### Set task A:
Copy the passage of the MMIW inquiry article starting at "A Hamilton Aboriginal" and ending at "(Peter McCabe/Canadian Press)".

### Excerpted text:
+---+

MMIW inquiry needs 'teeth,' Hamilton Aboriginal group says

A Hamilton Aboriginal group says Wednesday's official announcement of a national inquiry into murdered and missing Indigenous women and girls is a move in the right direction — but needs weight behind it before real change will happen.

'How many of these things are sitting on the shelf collecting dust,' Susan Barberstock says

The executive director of the Hamilton Regional Indian Centre says the official launch of an inquiry into Canada's missing and murdered Aboriginal women and girls is a positive step, but she still has concerns. (Peter McCabe/Canadian Press)

A Hamilton Aboriginal group says Wednesday's official announcement of a national inquiry into murdered and missing Indigenous women and girls is a move in the right direction — but needs weight behind it before real change will happen.

+---+

### Data to use:
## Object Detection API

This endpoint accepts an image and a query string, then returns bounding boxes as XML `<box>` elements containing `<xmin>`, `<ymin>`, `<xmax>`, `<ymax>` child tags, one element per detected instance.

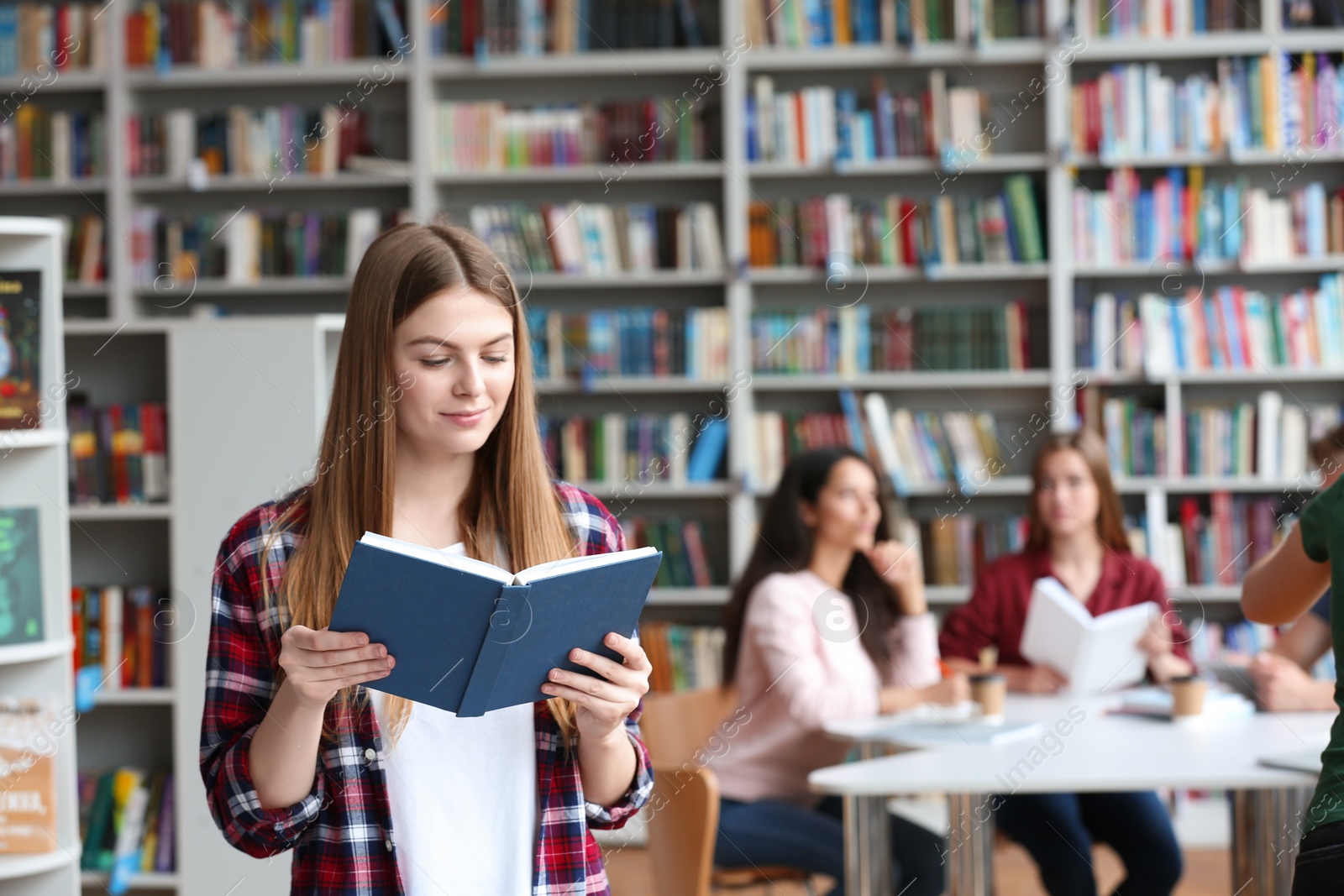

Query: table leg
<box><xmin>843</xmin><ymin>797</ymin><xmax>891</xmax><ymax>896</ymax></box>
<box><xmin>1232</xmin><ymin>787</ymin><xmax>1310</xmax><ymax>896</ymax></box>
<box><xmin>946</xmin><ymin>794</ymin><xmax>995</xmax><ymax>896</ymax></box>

+---+

### Set task B:
Reproduce every line of the rows above in full. Multiply each bounding-box coordinate by 1.35 and round it to a whole number, rounding halves up, and leave the pictures out.

### Exercise result A:
A Hamilton Aboriginal group says Wednesday's official announcement of a national inquiry into murdered and missing Indigenous women and girls is a move in the right direction — but needs weight behind it before real change will happen.

'How many of these things are sitting on the shelf collecting dust,' Susan Barberstock says

The executive director of the Hamilton Regional Indian Centre says the official launch of an inquiry into Canada's missing and murdered Aboriginal women and girls is a positive step, but she still has concerns. (Peter McCabe/Canadian Press)

### Exercise result B:
## Object Detection API

This endpoint accepts an image and a query string, then returns bounding boxes as XML `<box>` elements containing `<xmin>`, `<ymin>`, `<xmax>`, `<ymax>` child tags, one element per detected instance.


Query: table leg
<box><xmin>1138</xmin><ymin>1076</ymin><xmax>1203</xmax><ymax>1210</ymax></box>
<box><xmin>1663</xmin><ymin>1062</ymin><xmax>1769</xmax><ymax>1210</ymax></box>
<box><xmin>1277</xmin><ymin>1072</ymin><xmax>1343</xmax><ymax>1210</ymax></box>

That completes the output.